**Instruction**: Every record below should be printed exactly as it appears.
>> BEGIN Data
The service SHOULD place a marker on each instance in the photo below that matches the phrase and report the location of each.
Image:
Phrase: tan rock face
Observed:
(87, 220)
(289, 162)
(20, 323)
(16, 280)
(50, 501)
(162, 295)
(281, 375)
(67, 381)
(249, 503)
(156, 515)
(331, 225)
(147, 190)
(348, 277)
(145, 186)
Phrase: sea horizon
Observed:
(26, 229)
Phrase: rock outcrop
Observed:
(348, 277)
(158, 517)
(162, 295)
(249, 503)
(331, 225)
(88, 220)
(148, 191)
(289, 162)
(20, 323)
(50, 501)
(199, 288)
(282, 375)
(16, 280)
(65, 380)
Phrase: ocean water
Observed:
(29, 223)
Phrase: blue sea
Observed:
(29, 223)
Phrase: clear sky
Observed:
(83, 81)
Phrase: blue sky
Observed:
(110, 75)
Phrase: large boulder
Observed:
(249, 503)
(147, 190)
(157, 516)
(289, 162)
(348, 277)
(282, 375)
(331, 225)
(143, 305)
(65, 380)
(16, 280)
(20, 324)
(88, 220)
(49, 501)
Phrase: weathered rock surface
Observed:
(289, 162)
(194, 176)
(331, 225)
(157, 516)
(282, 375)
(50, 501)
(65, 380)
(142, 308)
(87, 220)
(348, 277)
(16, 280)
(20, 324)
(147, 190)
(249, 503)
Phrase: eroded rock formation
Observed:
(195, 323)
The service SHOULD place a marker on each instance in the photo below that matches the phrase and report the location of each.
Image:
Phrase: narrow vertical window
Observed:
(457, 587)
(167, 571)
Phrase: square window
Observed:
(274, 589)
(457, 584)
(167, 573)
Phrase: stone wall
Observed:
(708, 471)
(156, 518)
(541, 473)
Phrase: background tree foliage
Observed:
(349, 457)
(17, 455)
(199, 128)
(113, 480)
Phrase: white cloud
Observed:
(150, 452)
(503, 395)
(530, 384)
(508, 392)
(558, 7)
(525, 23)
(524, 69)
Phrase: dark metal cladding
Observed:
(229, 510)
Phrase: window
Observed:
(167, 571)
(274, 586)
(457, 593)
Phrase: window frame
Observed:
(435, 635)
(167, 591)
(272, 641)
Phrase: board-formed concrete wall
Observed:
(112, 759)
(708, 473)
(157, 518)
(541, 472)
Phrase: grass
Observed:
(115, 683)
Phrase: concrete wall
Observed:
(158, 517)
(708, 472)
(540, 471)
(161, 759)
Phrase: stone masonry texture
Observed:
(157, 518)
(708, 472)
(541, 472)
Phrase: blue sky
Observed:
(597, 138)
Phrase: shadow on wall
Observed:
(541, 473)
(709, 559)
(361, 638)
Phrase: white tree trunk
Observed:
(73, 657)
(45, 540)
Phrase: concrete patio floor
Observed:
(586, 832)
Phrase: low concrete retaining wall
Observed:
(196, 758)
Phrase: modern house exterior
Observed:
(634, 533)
>> END Data
**Exercise output**:
The service SHOULD place a marker on each instance in the photo below that matches the phrase and report the location of each.
Image:
Phrase: tan rock face
Observed:
(87, 220)
(289, 162)
(20, 323)
(16, 280)
(50, 501)
(162, 295)
(281, 375)
(67, 381)
(249, 503)
(156, 515)
(331, 225)
(147, 190)
(348, 277)
(145, 186)
Phrase: sea horizon
Observed:
(26, 229)
Phrase: rock outcrop
Observed:
(348, 277)
(158, 517)
(162, 295)
(249, 503)
(331, 225)
(88, 220)
(148, 191)
(289, 162)
(20, 323)
(50, 501)
(199, 288)
(282, 375)
(16, 280)
(65, 380)
Phrase: ocean water
Observed:
(29, 223)
Phrase: blue sea
Observed:
(29, 223)
Phrase: clear sky
Observed:
(83, 81)
Phrase: blue sky
Observed:
(110, 75)
Phrase: large boulder
Observed:
(249, 503)
(147, 190)
(157, 516)
(289, 162)
(348, 277)
(282, 375)
(331, 225)
(143, 305)
(65, 380)
(16, 280)
(20, 324)
(88, 220)
(49, 501)
Phrase: weathered rock surface
Observed:
(289, 162)
(194, 176)
(331, 225)
(157, 516)
(282, 375)
(50, 501)
(65, 380)
(142, 308)
(87, 220)
(348, 277)
(16, 280)
(20, 324)
(147, 190)
(249, 503)
Phrase: eroded rock formation
Observed:
(195, 323)
The service SHOULD place a marker on each instance in the photo below that matches the phrase and report the location of each.
Image:
Phrase: narrow vertical window
Observed:
(457, 587)
(167, 571)
Phrase: square window
Observed:
(274, 589)
(457, 584)
(167, 573)
Phrase: stone wall
Observed:
(708, 471)
(156, 518)
(541, 473)
Phrase: background tree foliage
Observed:
(349, 457)
(17, 455)
(199, 128)
(113, 480)
Phrase: white cloud
Observed:
(150, 452)
(503, 395)
(530, 384)
(508, 392)
(558, 7)
(525, 23)
(524, 69)
Phrase: dark metal cladding
Observed:
(229, 510)
Phrase: window
Observed:
(167, 571)
(274, 586)
(457, 593)
Phrase: window frame
Observed:
(435, 635)
(167, 591)
(272, 641)
Phrase: board-formed concrete wall
Observed:
(112, 759)
(708, 473)
(157, 518)
(541, 472)
Phrase: grass
Observed:
(115, 683)
Phrase: concrete wall
Observed:
(158, 517)
(708, 472)
(540, 471)
(161, 759)
Phrase: stone masonry texture
Observed:
(157, 518)
(708, 472)
(541, 472)
Phrase: blue sky
Observed:
(597, 138)
Phrase: shadow on wall
Observed:
(541, 473)
(709, 559)
(361, 638)
Phrase: white tree trunk
Observed:
(73, 657)
(45, 540)
Phrase: concrete patio floor
Observed:
(586, 832)
Phrase: low concrete retaining wall
Observed:
(196, 758)
Phrase: modern house exterior
Observed:
(634, 533)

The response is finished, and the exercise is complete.